Start of LISTED RECORDS

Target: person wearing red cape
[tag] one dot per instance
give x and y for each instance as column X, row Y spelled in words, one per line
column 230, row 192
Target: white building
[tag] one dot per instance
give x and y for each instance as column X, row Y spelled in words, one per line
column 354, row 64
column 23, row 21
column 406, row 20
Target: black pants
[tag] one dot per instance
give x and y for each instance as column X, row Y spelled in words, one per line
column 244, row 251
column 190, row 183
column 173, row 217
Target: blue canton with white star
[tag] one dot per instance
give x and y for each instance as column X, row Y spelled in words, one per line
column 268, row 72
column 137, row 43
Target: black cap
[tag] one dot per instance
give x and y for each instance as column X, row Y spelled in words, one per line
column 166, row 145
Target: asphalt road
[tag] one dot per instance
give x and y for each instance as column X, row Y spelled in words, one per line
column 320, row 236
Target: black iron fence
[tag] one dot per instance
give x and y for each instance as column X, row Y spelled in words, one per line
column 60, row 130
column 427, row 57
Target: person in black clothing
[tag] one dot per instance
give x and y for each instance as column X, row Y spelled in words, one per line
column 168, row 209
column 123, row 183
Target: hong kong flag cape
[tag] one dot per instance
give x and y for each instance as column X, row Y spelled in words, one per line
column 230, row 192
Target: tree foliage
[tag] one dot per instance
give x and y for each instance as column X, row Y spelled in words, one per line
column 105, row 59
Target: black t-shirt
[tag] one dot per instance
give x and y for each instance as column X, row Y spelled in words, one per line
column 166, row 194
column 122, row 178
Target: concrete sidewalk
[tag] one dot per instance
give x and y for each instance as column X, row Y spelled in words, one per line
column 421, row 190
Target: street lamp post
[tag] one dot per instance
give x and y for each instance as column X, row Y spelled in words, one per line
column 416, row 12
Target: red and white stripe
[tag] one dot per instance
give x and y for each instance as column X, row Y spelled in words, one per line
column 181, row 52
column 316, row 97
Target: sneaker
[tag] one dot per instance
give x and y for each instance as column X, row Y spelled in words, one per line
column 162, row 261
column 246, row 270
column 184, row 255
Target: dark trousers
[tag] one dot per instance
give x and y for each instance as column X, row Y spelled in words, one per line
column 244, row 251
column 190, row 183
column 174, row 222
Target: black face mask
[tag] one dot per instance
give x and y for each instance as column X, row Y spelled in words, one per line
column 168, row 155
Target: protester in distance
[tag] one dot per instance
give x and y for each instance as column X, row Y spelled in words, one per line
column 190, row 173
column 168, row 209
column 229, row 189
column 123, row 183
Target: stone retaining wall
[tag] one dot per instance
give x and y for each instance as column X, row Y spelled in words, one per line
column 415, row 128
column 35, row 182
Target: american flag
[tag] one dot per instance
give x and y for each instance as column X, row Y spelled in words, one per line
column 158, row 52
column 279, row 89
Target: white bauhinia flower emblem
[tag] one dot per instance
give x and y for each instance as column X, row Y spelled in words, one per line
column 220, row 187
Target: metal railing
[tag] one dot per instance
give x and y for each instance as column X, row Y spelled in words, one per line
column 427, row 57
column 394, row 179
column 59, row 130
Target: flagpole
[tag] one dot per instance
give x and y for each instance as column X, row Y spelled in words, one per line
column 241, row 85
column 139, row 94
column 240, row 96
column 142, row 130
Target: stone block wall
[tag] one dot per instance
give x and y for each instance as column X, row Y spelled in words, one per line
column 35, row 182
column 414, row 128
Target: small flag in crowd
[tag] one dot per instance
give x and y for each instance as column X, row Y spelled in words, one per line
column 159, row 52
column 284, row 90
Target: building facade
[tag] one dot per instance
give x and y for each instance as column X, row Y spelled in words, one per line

End of LISTED RECORDS

» WRITTEN INSTRUCTION: Rewrite all of the records above, replacing "one dot per instance" with "a single point per instance" wherever it occurs and leaving everything else unchanged.

» WORKED SOLUTION:
Target: person wearing red cape
[tag] a single point per instance
give x and y for each instance as column X, row Y spelled in words, one per line
column 230, row 192
Target: white building
[tag] a single point per instance
give x and y for each instance as column X, row Y spelled in words, one per line
column 354, row 64
column 23, row 21
column 406, row 20
Target: black pants
[tag] a single point per instance
give x and y for each instance as column X, row Y spelled in words, one per line
column 244, row 251
column 190, row 183
column 173, row 217
Target: blue canton with white star
[tag] a single point per instance
give x and y for each instance as column X, row Y spelled in words, one per line
column 268, row 72
column 137, row 43
Target: black cap
[tag] a single point per instance
give x and y for each instance as column X, row Y spelled in words, one per line
column 166, row 145
Target: asphalt road
[tag] a single point per instance
give x and y for each instance as column X, row Y spelled in words, one per line
column 320, row 236
Target: black iron fence
[tag] a single point per instance
give x and y for each instance as column X, row Y spelled in words, one per line
column 60, row 130
column 427, row 57
Target: person in black clothing
[tag] a single point per instance
give x and y for each instance as column X, row Y spelled in words, one per line
column 168, row 209
column 123, row 183
Target: hong kong flag cape
[tag] a single point per instance
give x and y for each instance as column X, row Y spelled in words, one per line
column 230, row 192
Target: tree foliage
[tag] a single point per instance
give x and y for each instance as column X, row Y spelled in words, one per line
column 105, row 59
Target: black t-shirt
[tag] a single point per instance
give x and y for each instance as column X, row Y spelled in words, one per line
column 166, row 194
column 122, row 178
Target: concrete sidewalk
[tag] a single point per instance
give x and y for each instance as column X, row Y spelled in words, one per line
column 421, row 190
Target: street lamp post
[tag] a single point per instance
give x and y for each instance as column X, row Y spelled in words, one per line
column 416, row 12
Target: red and white stripe
[tag] a single point per instance
give x and y for each instance as column X, row Y spelled in words, one per line
column 181, row 52
column 316, row 97
Target: sneaker
[tag] a single point per instance
give x and y for each instance as column X, row Y spelled in words, one per line
column 162, row 261
column 246, row 270
column 184, row 255
Target: dark trousers
[tag] a single point per instance
give x and y for each instance as column X, row Y spelled in words, one per line
column 244, row 251
column 190, row 183
column 174, row 222
Target: black face mask
[tag] a single point per instance
give x and y for each instance as column X, row Y spelled in words, one per line
column 168, row 155
Target: protester in distance
[tag] a single point per instance
give x and y for each instance as column X, row Y spelled in words, one per line
column 190, row 173
column 168, row 209
column 229, row 189
column 123, row 183
Target: stone retaining wall
[tag] a single point per instance
give x and y for each instance as column X, row Y spelled in words, one per line
column 415, row 128
column 35, row 182
Target: american flag
[tag] a single point per instance
give x and y for each instance as column X, row Y spelled in words, one per line
column 158, row 52
column 279, row 89
Target: white bauhinia flower emblem
[tag] a single point per instance
give x and y for each instance as column X, row Y spelled in words, one per line
column 220, row 187
Target: metal railing
[tag] a single point per instance
give x and y for each instance as column X, row Y spelled in words, one per line
column 427, row 57
column 394, row 179
column 59, row 130
Target: flagpole
[tag] a single point per instance
give x and y for each instance as column X, row Y spelled in words, one per line
column 241, row 85
column 139, row 94
column 240, row 96
column 142, row 130
Target: stone block wall
[tag] a single point per instance
give x and y for each instance as column X, row Y spelled in words, one per line
column 35, row 182
column 414, row 128
Target: small flag in crowd
[tag] a single point per instance
give x and y for each instance as column X, row Y spelled in words, one per line
column 159, row 52
column 284, row 90
Target: building facade
[tag] a single point per instance
give x and y for each instance as column X, row Y spelled in words, one per line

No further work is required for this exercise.